Point labeling dataset excerpts
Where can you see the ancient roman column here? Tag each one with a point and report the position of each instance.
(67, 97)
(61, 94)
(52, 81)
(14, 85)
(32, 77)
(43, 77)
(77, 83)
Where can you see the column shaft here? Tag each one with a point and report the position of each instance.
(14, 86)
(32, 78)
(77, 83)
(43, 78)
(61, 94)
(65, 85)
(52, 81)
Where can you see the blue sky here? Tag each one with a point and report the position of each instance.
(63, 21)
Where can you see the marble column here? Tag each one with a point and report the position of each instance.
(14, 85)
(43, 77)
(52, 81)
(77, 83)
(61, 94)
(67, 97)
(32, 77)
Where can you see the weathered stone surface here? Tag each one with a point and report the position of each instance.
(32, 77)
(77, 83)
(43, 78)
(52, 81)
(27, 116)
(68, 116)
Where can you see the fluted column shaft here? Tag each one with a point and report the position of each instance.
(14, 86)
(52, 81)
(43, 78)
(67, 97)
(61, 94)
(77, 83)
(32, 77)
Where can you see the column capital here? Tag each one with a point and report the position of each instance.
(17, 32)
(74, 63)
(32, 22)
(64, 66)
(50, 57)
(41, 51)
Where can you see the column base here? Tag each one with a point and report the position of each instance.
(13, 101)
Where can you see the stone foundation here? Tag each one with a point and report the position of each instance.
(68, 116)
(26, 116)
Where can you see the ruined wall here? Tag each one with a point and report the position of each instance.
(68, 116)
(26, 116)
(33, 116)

==

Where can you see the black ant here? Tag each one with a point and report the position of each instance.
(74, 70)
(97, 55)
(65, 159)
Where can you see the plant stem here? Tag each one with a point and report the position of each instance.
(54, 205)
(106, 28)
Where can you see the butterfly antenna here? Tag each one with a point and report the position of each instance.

Exercise requirements - How many lines of the listing above contain the word "stone", counting only matches with the same case? Reply with the number alone.

Response to the task - 2